# Exercise objective:
Every record should be copied exactly, except that pictures are to be omitted.

# Material for this exercise:

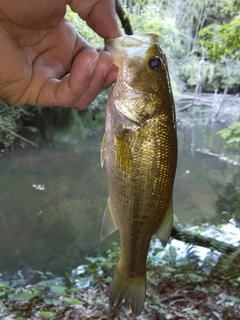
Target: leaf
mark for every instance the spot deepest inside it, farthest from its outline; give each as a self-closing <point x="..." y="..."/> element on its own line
<point x="47" y="314"/>
<point x="231" y="298"/>
<point x="4" y="284"/>
<point x="54" y="302"/>
<point x="26" y="295"/>
<point x="58" y="289"/>
<point x="73" y="301"/>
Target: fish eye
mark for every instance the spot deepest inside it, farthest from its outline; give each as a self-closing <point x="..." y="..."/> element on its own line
<point x="154" y="62"/>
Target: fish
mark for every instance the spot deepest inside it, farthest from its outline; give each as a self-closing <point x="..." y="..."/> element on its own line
<point x="140" y="150"/>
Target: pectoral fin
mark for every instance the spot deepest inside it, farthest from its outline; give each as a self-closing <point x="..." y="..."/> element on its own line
<point x="165" y="229"/>
<point x="123" y="153"/>
<point x="103" y="151"/>
<point x="108" y="223"/>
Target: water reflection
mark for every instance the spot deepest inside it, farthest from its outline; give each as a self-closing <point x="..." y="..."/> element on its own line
<point x="52" y="198"/>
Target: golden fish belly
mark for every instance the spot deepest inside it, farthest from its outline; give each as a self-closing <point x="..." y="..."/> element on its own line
<point x="140" y="168"/>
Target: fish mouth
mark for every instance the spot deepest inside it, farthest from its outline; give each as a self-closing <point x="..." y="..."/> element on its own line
<point x="131" y="46"/>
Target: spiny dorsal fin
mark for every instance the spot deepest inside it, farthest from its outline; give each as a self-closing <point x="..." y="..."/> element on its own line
<point x="165" y="229"/>
<point x="108" y="223"/>
<point x="103" y="151"/>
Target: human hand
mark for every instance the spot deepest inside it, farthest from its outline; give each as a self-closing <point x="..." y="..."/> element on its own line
<point x="44" y="62"/>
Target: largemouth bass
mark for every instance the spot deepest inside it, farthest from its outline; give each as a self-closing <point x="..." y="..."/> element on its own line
<point x="140" y="148"/>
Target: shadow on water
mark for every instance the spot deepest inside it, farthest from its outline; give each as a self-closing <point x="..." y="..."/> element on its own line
<point x="52" y="198"/>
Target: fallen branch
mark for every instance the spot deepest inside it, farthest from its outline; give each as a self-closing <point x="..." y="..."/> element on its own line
<point x="202" y="241"/>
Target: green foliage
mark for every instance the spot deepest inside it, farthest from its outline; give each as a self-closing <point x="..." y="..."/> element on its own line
<point x="228" y="204"/>
<point x="174" y="277"/>
<point x="231" y="135"/>
<point x="222" y="40"/>
<point x="10" y="122"/>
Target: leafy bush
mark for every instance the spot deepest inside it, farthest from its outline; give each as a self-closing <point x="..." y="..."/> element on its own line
<point x="10" y="122"/>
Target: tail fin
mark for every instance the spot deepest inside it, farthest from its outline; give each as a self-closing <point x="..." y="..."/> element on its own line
<point x="131" y="289"/>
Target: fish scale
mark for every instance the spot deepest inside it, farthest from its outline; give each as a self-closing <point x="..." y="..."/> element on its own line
<point x="140" y="147"/>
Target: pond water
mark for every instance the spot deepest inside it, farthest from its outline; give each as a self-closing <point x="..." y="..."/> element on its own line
<point x="52" y="198"/>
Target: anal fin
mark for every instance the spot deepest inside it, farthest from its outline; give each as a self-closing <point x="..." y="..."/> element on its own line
<point x="108" y="223"/>
<point x="165" y="229"/>
<point x="103" y="151"/>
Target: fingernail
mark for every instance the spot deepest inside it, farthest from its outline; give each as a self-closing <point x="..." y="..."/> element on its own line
<point x="106" y="69"/>
<point x="93" y="64"/>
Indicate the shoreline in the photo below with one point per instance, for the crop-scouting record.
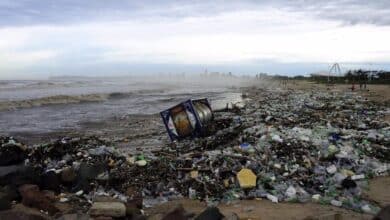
(130, 137)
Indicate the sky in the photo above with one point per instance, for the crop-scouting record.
(120, 37)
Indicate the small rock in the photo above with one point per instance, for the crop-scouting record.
(358, 177)
(316, 197)
(112, 209)
(331, 169)
(231, 216)
(68, 175)
(51, 181)
(272, 198)
(5, 203)
(336, 203)
(246, 178)
(291, 192)
(348, 183)
(31, 196)
(141, 163)
(178, 213)
(384, 214)
(212, 213)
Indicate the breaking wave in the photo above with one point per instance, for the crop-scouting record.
(60, 99)
(51, 100)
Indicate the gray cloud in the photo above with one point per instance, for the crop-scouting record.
(31, 12)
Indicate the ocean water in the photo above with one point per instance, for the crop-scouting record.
(41, 106)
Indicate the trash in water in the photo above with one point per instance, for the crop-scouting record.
(187, 118)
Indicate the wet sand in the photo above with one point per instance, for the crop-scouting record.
(143, 132)
(379, 188)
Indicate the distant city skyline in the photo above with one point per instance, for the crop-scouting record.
(39, 39)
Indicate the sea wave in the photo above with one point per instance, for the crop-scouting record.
(10, 105)
(56, 100)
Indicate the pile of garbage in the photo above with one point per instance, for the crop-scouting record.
(282, 145)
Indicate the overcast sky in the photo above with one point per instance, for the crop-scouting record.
(40, 38)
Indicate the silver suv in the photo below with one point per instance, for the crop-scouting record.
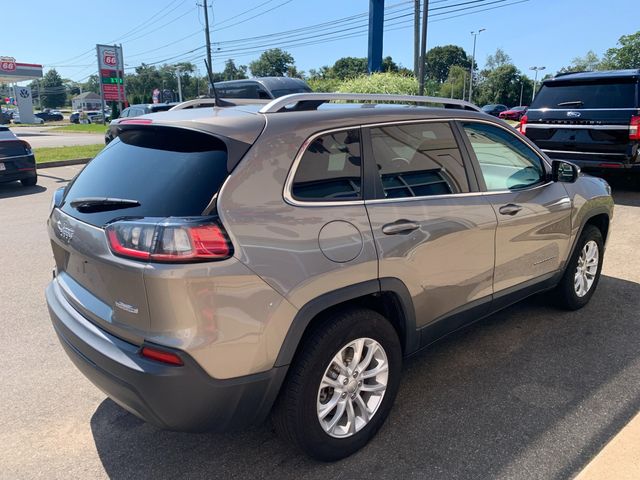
(216, 265)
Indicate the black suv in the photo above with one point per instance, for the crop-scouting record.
(589, 118)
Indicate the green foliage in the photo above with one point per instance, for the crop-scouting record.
(272, 63)
(53, 92)
(386, 82)
(441, 59)
(627, 55)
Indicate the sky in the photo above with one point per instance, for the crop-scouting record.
(62, 34)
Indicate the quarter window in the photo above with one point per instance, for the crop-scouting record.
(418, 160)
(330, 169)
(506, 162)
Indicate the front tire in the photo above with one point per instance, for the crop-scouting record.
(341, 386)
(582, 274)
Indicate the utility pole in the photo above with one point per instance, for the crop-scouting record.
(423, 46)
(473, 62)
(178, 72)
(416, 38)
(207, 36)
(535, 82)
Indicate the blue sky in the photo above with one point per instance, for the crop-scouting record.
(550, 33)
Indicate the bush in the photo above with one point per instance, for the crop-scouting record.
(327, 85)
(387, 82)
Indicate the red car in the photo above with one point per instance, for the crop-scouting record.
(514, 113)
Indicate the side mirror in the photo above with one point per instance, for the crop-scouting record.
(565, 172)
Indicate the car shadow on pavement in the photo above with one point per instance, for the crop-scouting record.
(530, 392)
(15, 189)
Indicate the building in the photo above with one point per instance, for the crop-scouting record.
(86, 101)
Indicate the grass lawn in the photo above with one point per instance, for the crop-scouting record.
(81, 128)
(52, 154)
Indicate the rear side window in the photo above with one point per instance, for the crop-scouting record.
(330, 169)
(574, 95)
(418, 160)
(169, 171)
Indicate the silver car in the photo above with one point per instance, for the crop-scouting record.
(217, 265)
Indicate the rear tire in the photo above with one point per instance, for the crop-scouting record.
(29, 182)
(582, 274)
(324, 386)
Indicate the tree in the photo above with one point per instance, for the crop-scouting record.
(53, 92)
(272, 63)
(439, 61)
(627, 55)
(588, 63)
(231, 72)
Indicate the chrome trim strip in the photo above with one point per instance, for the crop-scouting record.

# Answer to this task:
Target: leaf
mark for every instance the spot deepest inside it, farthest from its outline; give each as a self-closing <point x="..." y="..."/> element on its own line
<point x="47" y="314"/>
<point x="231" y="298"/>
<point x="4" y="284"/>
<point x="54" y="302"/>
<point x="26" y="295"/>
<point x="58" y="289"/>
<point x="73" y="301"/>
Target: fish eye
mark for every instance the spot deepest inside it, farthest from its outline; give each as a self-closing <point x="..." y="..."/> element on its own line
<point x="154" y="62"/>
Target: fish
mark for every instance the spot deepest inside it, farthest from its outline; give each as a self-closing <point x="..." y="..."/> element on its own line
<point x="140" y="150"/>
Target: pectoral fin
mark for every instance the spot deepest inside it, farthest from its outline; give each as a self-closing <point x="..." y="..."/> element on its own line
<point x="165" y="229"/>
<point x="123" y="153"/>
<point x="103" y="151"/>
<point x="108" y="223"/>
Target: water reflection
mark for every instance the spot deepest inside it, farthest from its outline; give each as a self-closing <point x="..." y="..."/> element on its own line
<point x="52" y="198"/>
Target: golden fish belly
mark for every instance the spot deepest inside it, farthest from its outline; give each as a self-closing <point x="..." y="..."/> element on its own line
<point x="140" y="168"/>
Target: fish mouth
mark for every instance the spot deepest inside it, farthest from its outline; give each as a self-closing <point x="..." y="..."/> element on its own line
<point x="131" y="46"/>
Target: spiny dorsal fin
mark for every instance the spot deepest inside it, farthest from its outline; give each as a self-closing <point x="..." y="..."/> element on its own line
<point x="165" y="229"/>
<point x="108" y="223"/>
<point x="103" y="151"/>
Target: human hand
mark for every instance the spot deepest inside it, farthest from its outline; give each as a self-closing <point x="..." y="..."/> element on its own line
<point x="44" y="62"/>
Target: largemouth bass
mark for every instance the spot deepest inside it, farthest from its outline; give each as a self-closing <point x="..." y="..."/> element on its own line
<point x="140" y="148"/>
Target: shadow on water
mark for every instance the spot deepest inside it, farthest from its outline; give each as a self-closing <point x="..." y="..."/> element on its own line
<point x="52" y="198"/>
Target: fallen branch
mark for every instance the spot deepest inside it, farthest from its outline; give each as a self-closing <point x="..." y="..."/> element on its own line
<point x="202" y="241"/>
Target: green foliage
mark for every instance the spot deepest inside it, farthest from its outline; give each as a self-closing <point x="..." y="..."/> element on its own line
<point x="228" y="204"/>
<point x="174" y="277"/>
<point x="231" y="135"/>
<point x="222" y="40"/>
<point x="10" y="122"/>
Target: leafy bush
mark for every instance the spot deepest inside it, farthest from its outline; give each as a self-closing <point x="..." y="..."/> element on its own line
<point x="10" y="122"/>
Target: tail fin
mark for every instance the spot deepest inside it, farthest from its outline; give each as a self-closing <point x="..." y="..."/> element on its own line
<point x="131" y="289"/>
Target: fish scale
mark for every instance the spot deepest inside it, farthest from its outline; give each as a self-closing <point x="..." y="..."/> element on its own line
<point x="140" y="147"/>
Target: pond water
mark for every instance the spot deepest inside it, farthest from its outline; give each as a self-closing <point x="..." y="..."/> element on its own line
<point x="52" y="198"/>
Target: anal fin
mark for every instance the spot deepest inside it, farthest from its outline; give each as a self-closing <point x="..." y="..."/> element on its own line
<point x="108" y="223"/>
<point x="165" y="229"/>
<point x="103" y="151"/>
Target: fingernail
mark for every instance the spot deepest inside it, farthest from its outline; give each as a self-closing <point x="..." y="..."/> element on its own line
<point x="106" y="69"/>
<point x="93" y="64"/>
Indicate the shoreline in the photo below with one point per instance, for the crop-scouting record.
(130, 137)
Indicate the sky in the photo above with one point per instance, for the crop-scouting record.
(120, 37)
Indicate the small rock in the photo above with one point per instance, for the crop-scouting record.
(358, 177)
(316, 197)
(112, 209)
(331, 169)
(231, 216)
(68, 175)
(51, 181)
(272, 198)
(5, 203)
(336, 203)
(246, 178)
(291, 192)
(348, 183)
(31, 196)
(141, 163)
(178, 213)
(384, 214)
(212, 213)
Indicate the breaking wave in the photo above with one point per instance, for the crop-scouting record.
(60, 99)
(51, 100)
Indicate the gray cloud in the photo above with one point per instance, for the crop-scouting record.
(31, 12)
Indicate the ocean water in the photo above with one point per instance, for the crop-scouting record.
(41, 106)
Indicate the trash in water in the photo above with one point per instance, for the crop-scouting record.
(187, 118)
Indicate the wet sand in the photo above with one point per instance, for the crop-scouting record.
(143, 132)
(379, 188)
Indicate the distant city skyline in the photo above with one point per instance, for the crop-scouting record.
(39, 39)
Indicate the sea wave in the photo above with one point per instance, for the crop-scouting record.
(10, 105)
(56, 100)
Indicate the pile of garbage in the photo above with one point per instance, for the crop-scouting record.
(282, 145)
Indicate the overcast sky in the photo above with one point per instance, for the crop-scouting record.
(40, 38)
Indicate the silver suv in the photo below with one point per instance, for the crop-scouting record.
(216, 265)
Indicate the black suv in the photo above with one point per instance, for the crop-scouting record.
(589, 118)
Indicate the green foliage in the photo above with one point per instance, for the crop-scouting record.
(272, 63)
(53, 92)
(386, 82)
(441, 59)
(627, 55)
Indicate the sky in the photo above with one point per instance, for the crop-scouting record.
(62, 34)
Indicate the quarter window in the photo above with one point per instance, for the crop-scouting record.
(418, 160)
(330, 169)
(506, 162)
Indicate the front tire in the photo above with one point per instance, for the crop-scouting record.
(341, 386)
(582, 274)
Indicate the utility pole in the photo above with one point per instance, for the crop-scouting record.
(423, 46)
(473, 62)
(178, 72)
(416, 38)
(207, 36)
(535, 82)
Indicate the blue sky in the photo above with one point per instance, for the crop-scouting record.
(550, 33)
Indicate the bush in the photo above with one point per instance, for the crop-scouting record.
(327, 85)
(387, 82)
Indicate the red car in the photo above with one point per instance, for the crop-scouting record.
(514, 113)
Indicate the side mirror in the photo above with one point per instance, for the crop-scouting record.
(565, 172)
Indicate the car shadow on pavement in the photo above with one point per instance, for the crop-scouting record.
(530, 392)
(15, 189)
Indicate the building in the photo above with one point per instance, for the crop-scouting record.
(86, 101)
Indicate the grass lawn in the photo above with one point per instance, for the crop-scouting record.
(81, 128)
(52, 154)
Indicate the rear side window in the photo above with one point per instance, for the crop-scouting record.
(330, 169)
(574, 95)
(418, 160)
(169, 171)
Indicate the silver car in the photo above with one point per instance, for the crop-scouting record.
(217, 265)
Indicate the rear tire in the photo above with one point per instance, for the crop-scouting record.
(29, 182)
(582, 274)
(324, 386)
Indicate the tree in the photo above with one point per instance, for the crop-scouting record.
(53, 92)
(272, 63)
(439, 61)
(627, 55)
(588, 63)
(231, 72)
Indicate the chrome trim strip in the photo above with one point per instance, for the crop-scouting record.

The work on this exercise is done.